[Region pointing data]
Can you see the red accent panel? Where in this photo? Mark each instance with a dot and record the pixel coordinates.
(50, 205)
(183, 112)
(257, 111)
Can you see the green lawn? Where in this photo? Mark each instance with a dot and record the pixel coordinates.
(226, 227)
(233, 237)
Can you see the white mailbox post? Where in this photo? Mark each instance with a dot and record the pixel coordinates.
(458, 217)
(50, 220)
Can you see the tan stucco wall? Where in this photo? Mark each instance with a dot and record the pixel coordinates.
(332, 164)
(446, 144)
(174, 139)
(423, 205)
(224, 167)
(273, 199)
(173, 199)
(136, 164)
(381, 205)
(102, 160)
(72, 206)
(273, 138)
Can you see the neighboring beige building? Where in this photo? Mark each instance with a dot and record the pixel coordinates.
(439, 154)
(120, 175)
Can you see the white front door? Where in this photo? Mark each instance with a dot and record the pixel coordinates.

Directions —
Please write out, exactly as they appear, only the lines from the one holding "Can you see the neighboring" through the end of the data.

Task output —
Can you see the neighboring beige building? Where in this photo? Mark each instance with a dot and record the pixel coordinates.
(439, 154)
(120, 175)
Can you see the white front door? Where in this photo? Mark each instance with a dot and record the pixel coordinates.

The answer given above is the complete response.